本文抜粋:
###
平成29年10月26日(木曜日)午前10時から午前11時30分

2 開催場所

春日井市役所3階 301・302会議室

3 出席者

【会長】

中部大学 工学部教授 産官学連携推進室長 行本正雄

【委員】

名古屋工業大学 大学院教授 藤岡伸子
春日井商工会議所 副会頭 木野瀬吉孝
春日井市工業団地協同組合 理事長 福島成元
中小企業基盤整備機構中部本部 企画調整部長 柴田修司
春日井市商店街連合会 会長 稲田孝史
大垣共立銀行春日井支店 支店長 塩谷昌樹
一般社団法人春日井市観光コンベンション協会 専務理事 林越宏治
春日井商工会議所 専務理事 山田真平

【事務局】

産業部長 石黒直樹
経済振興課 課長 中井基之
経済振興課 課長補佐 石原旨規
経済振興課 労政資金担当 担当主査 中村一巳
経済振興課 商工観光担当 主事 松山晴貴
企業活動支援課 課長 足立憲昭

企業活動支援課 課長補佐 松浦武幸
企業活動支援課 支援担当 担当主査 鈴木章仁

企業活動支援課 支援担当 主事 安藤里紗

株式会社ジャパンインターナショナル総合研究所 宮内卓也

株式会社ジャパンインターナショナル総合研究所 江口陽子

4 議題

  1. 春日井市商工業振興審議会について
  2. 産業振興アクションプラン策定方針について
  3. 産業振興アクションプラン改定について

5 議事内容

議事に先立ち、委嘱状の交付、市長挨拶、会長の選出、諮問、会長職務代理の指名、会議公開及び議事録方法の確認を行った。

1.春日井市商工業振興審議会について
<事務局より資料1について説明>

2.産業振興アクションプラン策定方針について
<事務局より資料2、資料3について説明>

【会長】
ただいま事務局より説明があった。質問はあるか。

【林越委員】
資料2の2ページの策定体制図で、産業振興アクションプラン策定事務局の中に商工会議所が入っているが、これはどのような位置づけか。

【事務局】
以前の策定事務局は経済振興課と企業活動支援課だったが、春日井市では、かなり前から春日井商工会議所と一緒に検討を進めている。今回は経済振興課、企業活動支援課、春日井商工会議所の3者で事務局をやっていくことにした。

【林越委員】
春日井商工会議所の各担当も事務局として、検討会議などにも参加するということか。

【事務局】
この審議会の前にも、資料の素案をつくる段階で一緒に内容を詰めている。
###
課題一覧:
a) 議事録から「1.春日井市商工業振興審議会について」と「これはどのような位置づけか。」の間を、両端を含めて複製してください。
b) 議事録に記載されている議題をすべて挙げてください。
c) 議事録によると、今回の産業振興アクションプラン策定事務局はどの3者で構成されますか。
###
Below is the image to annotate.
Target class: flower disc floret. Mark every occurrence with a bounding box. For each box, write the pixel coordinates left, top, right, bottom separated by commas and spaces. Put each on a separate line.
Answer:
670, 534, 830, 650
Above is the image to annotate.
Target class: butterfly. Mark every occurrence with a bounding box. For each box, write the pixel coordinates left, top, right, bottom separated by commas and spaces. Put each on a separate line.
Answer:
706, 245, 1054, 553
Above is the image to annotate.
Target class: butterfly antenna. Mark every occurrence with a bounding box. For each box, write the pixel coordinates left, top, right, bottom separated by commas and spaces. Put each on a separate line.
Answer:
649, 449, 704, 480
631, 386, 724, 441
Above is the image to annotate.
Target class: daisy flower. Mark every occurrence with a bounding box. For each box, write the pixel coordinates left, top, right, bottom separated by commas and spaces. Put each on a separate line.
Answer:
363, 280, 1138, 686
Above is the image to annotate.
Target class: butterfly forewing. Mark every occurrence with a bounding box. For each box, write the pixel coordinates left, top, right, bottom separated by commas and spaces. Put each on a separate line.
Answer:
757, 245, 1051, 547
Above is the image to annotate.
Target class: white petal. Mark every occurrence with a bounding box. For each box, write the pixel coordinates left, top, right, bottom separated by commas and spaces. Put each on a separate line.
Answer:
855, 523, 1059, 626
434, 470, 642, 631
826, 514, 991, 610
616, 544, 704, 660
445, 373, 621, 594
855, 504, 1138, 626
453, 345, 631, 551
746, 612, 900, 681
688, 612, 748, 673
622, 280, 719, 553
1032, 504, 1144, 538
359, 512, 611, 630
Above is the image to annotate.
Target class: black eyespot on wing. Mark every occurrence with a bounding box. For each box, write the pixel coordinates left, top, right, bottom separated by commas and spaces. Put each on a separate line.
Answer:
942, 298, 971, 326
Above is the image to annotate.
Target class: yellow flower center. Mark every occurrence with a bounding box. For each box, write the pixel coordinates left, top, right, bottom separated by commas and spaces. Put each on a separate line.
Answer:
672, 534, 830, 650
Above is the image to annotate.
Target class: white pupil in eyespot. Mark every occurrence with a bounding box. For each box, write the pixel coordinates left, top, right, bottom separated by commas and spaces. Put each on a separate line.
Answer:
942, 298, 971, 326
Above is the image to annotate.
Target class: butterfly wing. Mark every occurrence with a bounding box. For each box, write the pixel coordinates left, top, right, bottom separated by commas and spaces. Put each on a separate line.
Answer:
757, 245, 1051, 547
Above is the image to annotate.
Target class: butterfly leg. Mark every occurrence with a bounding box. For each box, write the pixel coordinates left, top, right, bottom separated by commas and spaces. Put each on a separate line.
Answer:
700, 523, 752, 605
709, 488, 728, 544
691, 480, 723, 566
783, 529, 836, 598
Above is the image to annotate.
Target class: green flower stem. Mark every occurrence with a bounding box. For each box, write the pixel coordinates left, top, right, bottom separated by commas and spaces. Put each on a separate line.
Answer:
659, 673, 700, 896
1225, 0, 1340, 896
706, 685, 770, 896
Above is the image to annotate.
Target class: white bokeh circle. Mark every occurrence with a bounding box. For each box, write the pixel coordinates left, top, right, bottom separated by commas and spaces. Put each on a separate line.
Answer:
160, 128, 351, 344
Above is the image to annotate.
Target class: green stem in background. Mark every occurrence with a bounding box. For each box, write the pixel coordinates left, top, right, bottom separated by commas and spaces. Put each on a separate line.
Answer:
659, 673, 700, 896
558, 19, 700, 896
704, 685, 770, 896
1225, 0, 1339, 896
###
解答一覧:
a)
1.春日井市商工業振興審議会について
<事務局より資料1について説明>

2.産業振興アクションプラン策定方針について
<事務局より資料2、資料3について説明>

【会長】
ただいま事務局より説明があった。質問はあるか。

【林越委員】
資料2の2ページの策定体制図で、産業振興アクションプラン策定事務局の中に商工会議所が入っているが、これはどのような位置づけか。

b)
春日井市商工業振興審議会について
産業振興アクションプラン策定方針について
産業振興アクションプラン改定について

c) 経済振興課、企業活動支援課、春日井商工会議所の3者です。